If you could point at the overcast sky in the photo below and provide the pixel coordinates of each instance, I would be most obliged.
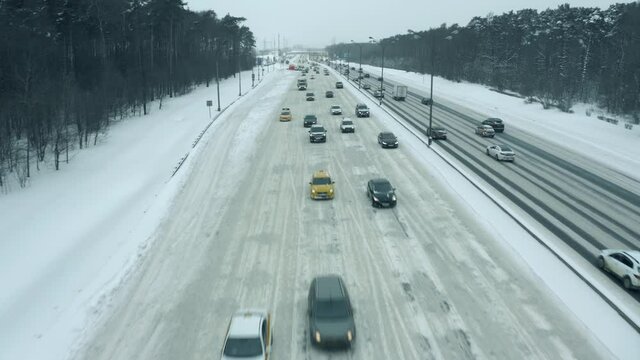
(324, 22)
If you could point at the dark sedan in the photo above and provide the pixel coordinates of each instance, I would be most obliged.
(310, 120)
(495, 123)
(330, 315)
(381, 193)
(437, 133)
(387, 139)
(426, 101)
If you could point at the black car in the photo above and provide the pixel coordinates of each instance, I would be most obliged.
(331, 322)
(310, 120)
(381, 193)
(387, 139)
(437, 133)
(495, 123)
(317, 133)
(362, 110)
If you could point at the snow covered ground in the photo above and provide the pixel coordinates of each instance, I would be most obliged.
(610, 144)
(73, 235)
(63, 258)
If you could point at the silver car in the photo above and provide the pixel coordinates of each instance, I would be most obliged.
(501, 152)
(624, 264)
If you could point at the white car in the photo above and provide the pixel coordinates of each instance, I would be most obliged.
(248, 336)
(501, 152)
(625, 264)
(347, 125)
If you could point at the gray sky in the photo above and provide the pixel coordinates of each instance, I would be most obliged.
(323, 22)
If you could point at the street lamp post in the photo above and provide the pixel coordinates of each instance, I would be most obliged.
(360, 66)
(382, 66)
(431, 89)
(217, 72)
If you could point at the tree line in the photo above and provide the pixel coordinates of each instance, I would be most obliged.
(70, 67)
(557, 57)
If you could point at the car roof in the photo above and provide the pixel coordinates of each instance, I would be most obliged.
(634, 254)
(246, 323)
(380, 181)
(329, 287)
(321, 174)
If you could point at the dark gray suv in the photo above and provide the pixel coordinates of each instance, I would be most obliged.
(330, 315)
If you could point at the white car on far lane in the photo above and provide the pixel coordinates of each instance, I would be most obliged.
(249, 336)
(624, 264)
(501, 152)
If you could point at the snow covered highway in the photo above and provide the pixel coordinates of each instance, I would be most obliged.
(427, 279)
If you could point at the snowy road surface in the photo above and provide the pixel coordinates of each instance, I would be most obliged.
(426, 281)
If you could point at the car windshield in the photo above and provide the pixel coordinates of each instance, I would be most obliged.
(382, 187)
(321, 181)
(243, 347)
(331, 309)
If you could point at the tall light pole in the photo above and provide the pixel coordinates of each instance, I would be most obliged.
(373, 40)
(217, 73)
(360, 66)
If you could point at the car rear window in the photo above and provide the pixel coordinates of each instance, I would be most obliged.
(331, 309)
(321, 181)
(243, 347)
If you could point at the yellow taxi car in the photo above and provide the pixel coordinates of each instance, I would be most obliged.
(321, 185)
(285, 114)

+++

# Exercise details:
Rewrite all of the items above as a numbered list, omitting any blank lines and excluding the picture from your answer.

# Task response:
1. If you could point at the overcast sky in the photo below and provide the pixel coordinates of each instance, I would be most obliged.
2. (324, 22)
3. If you could point at the dark sedan in the photo above and provide the pixel coordinates of each instance, I would be most obliged.
4. (310, 120)
5. (495, 123)
6. (330, 315)
7. (381, 193)
8. (437, 133)
9. (387, 139)
10. (426, 101)
11. If you could point at the black car in the photo above and provide the pixel coordinates of each instance, I would be most obliged.
12. (331, 322)
13. (310, 120)
14. (381, 193)
15. (387, 139)
16. (437, 133)
17. (495, 123)
18. (317, 133)
19. (362, 110)
20. If you could point at the snow covered ground in the photo above and provide the pixel coordinates of each instance, I would be most obliged.
21. (610, 144)
22. (73, 235)
23. (63, 258)
24. If you could point at the silver car in the photo above and provide the pixel coordinates of each instance, I would be most obliged.
25. (501, 152)
26. (624, 264)
27. If you could point at the white car in the photo above and provide the pixel coordinates of each instance, I would be most obliged.
28. (248, 336)
29. (501, 152)
30. (625, 264)
31. (347, 125)
32. If you could point at the gray sky in the photo above and provide the pixel coordinates of each instance, I would be most obliged.
33. (323, 22)
34. If you could point at the street lamp post in the photo above and provide the pixel coordinates of each instance, I would be most obliged.
35. (360, 66)
36. (382, 66)
37. (431, 89)
38. (217, 72)
39. If you could point at the tree line in the photo above and provide the pixel coordinates of each instance, I would be most obliged.
40. (70, 67)
41. (557, 57)
42. If you could point at the car roof in the photo above and provide the pixel coordinates of each instance, I would be most obliged.
43. (634, 254)
44. (246, 323)
45. (380, 181)
46. (329, 287)
47. (321, 174)
48. If you could point at the dark gray suv in the photo above and provide the pixel coordinates of each instance, I would be most obliged.
49. (330, 315)
50. If you could point at the white car on far lane in the photo above and provide the pixel coordinates of each instance, I would be most obliged.
51. (249, 336)
52. (624, 264)
53. (501, 152)
54. If you could point at the snow covered highway in the photo above and provide the pixel coordinates of each instance, I would be most obliged.
55. (427, 279)
56. If you could point at the snowy road surface in the photo above and provide the pixel coordinates of each instance, I would be most obliged.
57. (426, 281)
58. If you could point at the car windshield in the photo above and provide the pixel coordinates of each instance, I would be most obliged.
59. (382, 187)
60. (321, 181)
61. (243, 347)
62. (331, 309)
63. If you could point at the tall light pole in the photo above and provide the pixel coordinates of each instance, I would be most obliged.
64. (373, 40)
65. (217, 73)
66. (360, 66)
67. If you could point at the car rear window in the photo above and provide the pixel coordinates of each instance, I would be most obliged.
68. (331, 309)
69. (321, 181)
70. (243, 347)
71. If you could point at the yellow taxi car in the photo above and provide the pixel coordinates of each instance, I would be most obliged.
72. (321, 185)
73. (285, 114)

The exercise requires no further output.